__Entries shown__
====================

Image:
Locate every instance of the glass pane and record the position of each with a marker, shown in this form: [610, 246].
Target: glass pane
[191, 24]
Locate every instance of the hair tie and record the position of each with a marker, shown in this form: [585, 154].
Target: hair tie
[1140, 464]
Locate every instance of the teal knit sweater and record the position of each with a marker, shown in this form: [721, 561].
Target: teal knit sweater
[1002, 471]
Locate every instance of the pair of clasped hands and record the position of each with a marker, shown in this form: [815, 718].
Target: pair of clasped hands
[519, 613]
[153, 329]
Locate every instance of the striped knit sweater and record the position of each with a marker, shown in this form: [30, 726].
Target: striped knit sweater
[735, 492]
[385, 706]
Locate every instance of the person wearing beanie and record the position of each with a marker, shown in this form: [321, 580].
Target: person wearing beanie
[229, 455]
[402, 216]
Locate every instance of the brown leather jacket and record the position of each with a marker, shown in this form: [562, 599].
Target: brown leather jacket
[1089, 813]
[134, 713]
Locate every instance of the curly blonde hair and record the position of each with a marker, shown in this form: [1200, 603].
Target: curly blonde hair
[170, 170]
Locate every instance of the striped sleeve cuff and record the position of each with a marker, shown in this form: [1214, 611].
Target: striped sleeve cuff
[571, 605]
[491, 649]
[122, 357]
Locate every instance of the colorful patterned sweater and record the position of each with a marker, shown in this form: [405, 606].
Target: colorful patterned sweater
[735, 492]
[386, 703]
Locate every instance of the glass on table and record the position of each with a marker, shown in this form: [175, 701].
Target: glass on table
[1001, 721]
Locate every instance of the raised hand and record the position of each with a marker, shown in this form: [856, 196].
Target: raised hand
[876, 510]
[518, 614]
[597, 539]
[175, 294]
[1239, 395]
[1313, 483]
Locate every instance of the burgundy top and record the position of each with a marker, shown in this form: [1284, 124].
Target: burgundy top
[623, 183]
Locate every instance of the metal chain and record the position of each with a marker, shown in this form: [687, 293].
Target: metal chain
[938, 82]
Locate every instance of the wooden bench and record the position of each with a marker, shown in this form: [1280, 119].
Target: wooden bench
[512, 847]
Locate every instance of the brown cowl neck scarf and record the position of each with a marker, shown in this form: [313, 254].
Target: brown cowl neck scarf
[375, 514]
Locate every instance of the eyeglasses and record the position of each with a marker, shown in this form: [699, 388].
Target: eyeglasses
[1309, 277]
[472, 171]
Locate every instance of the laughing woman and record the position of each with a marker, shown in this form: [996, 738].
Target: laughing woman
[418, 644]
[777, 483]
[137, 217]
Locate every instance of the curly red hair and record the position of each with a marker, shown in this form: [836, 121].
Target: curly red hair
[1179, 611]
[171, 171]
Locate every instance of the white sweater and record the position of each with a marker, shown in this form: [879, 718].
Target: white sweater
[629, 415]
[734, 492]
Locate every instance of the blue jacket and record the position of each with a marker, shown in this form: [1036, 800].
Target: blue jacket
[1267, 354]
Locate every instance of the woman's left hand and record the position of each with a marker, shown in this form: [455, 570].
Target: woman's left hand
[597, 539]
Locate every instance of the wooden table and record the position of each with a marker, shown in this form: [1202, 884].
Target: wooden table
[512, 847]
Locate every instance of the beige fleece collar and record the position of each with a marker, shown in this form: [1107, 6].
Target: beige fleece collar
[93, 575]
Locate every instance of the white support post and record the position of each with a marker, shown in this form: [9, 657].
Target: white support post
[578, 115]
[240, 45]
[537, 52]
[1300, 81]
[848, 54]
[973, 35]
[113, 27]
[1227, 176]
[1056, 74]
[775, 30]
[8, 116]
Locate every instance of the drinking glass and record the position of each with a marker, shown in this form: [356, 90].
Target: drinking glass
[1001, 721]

====================

__What is expected__
Reproduce the listing above exactly.

__Reply__
Image:
Locate every instance of the glass pane and record the position of each with a marker, shown in this form: [610, 246].
Target: glass pane
[191, 24]
Locate every instance of the hair tie and record the position of each with a marker, shown in this form: [585, 154].
Target: hair tie
[1140, 464]
Locate every instance of the teal knit sweater and record the position of each with a marker, shown in this form: [721, 561].
Target: teal knit sweater
[1002, 471]
Locate every instance of the pair of clasped hands and record the position of each with a marker, shown in this form: [815, 718].
Target: pair of clasped hands
[519, 613]
[153, 329]
Locate every instance of the striped knit sweater and record the position of each with a marker, shown in this form: [30, 726].
Target: striped knit sweater
[735, 492]
[385, 706]
Locate every instance of the person wearing beanie and record the position of each with a marker, shown in this form: [321, 580].
Target: person wearing beanie
[229, 455]
[402, 216]
Locate every instance of the brown leather jacket and record the position of each with a marker, shown in this form: [562, 599].
Target: brown leather jacket
[1089, 813]
[134, 713]
Locate every instance of the curly blonde hair and record the position of each with a marker, shown in this form: [1200, 603].
Target: curly blonde hair
[170, 170]
Locate every instance of the striped sleeve cuff and record the position of each with a marker, shown in this form: [1214, 611].
Target: striped sleeve cuff
[571, 605]
[491, 649]
[122, 357]
Locate every instance of the colorful patterned sweater and record the position of each with a marker, shown in this form: [405, 606].
Target: colorful patterned sweater
[735, 492]
[386, 703]
Locate every instance of the glass on table and record the position of each with a marker, shown in this form: [175, 701].
Target: glass on table
[1001, 721]
Locate every instance of the raised hand and record the position of each with a marker, shown in this form: [856, 196].
Target: raised hand
[876, 510]
[518, 614]
[597, 539]
[175, 294]
[1239, 395]
[1313, 483]
Locate every instance of the burgundy top and record the position of each with a marker, shown in this form: [1284, 124].
Target: burgundy top
[623, 183]
Locate every instance of the metal chain and record the position of each with a marker, shown in this form: [687, 293].
Target: metal chain
[938, 82]
Locate every instance of the wooden bench and record the position of each with a marker, shown in this form: [1280, 119].
Target: wooden bench
[512, 847]
Locate every instance of the brown cowl neck scarf and record the position of each with a marker, shown in this form: [313, 254].
Target: brown cowl neck scarf
[375, 514]
Locate every instance of the eyeglasses and record the position of each with a marker, shown in this form: [699, 388].
Target: eyeglasses
[1309, 277]
[472, 171]
Locate every instance of the laughing woman and record the position of each with a marker, shown in this form: [996, 738].
Target: laughing woman
[418, 644]
[777, 483]
[137, 217]
Locate every instance of the curly red hair and record the position of each with a marker, shown in this form: [836, 121].
Target: curly red hair
[1179, 611]
[171, 171]
Locate every instance of the white sweater and record the position of each with a marker, shown in this form: [879, 718].
Target: white sweater
[629, 415]
[734, 492]
Locate every instance of the blue jacket and record the position of each with a marker, shown in this form: [1036, 800].
Target: blue jacket
[1267, 354]
Locate every instance of the woman's left hand and record the position of each with a marker, shown in this form: [455, 570].
Target: woman's left hand
[597, 539]
Locate every instance of the wooden table and record the position of each with a marker, shown in this form: [1202, 884].
Target: wooden table
[512, 847]
Locate every instance of the beige fleece collar and record the position of each with a marker, shown in this form: [1107, 6].
Target: beige fleece collar
[93, 575]
Locate every instance of the white support post and record the position of each with a marker, shown in this form: [9, 657].
Target: white support post
[578, 115]
[240, 45]
[537, 52]
[1300, 81]
[848, 54]
[973, 35]
[113, 27]
[1227, 176]
[1056, 74]
[775, 30]
[8, 116]
Locate every instance of the drinking glass and record the position of each with a marker, shown in this form: [356, 90].
Target: drinking glass
[1001, 721]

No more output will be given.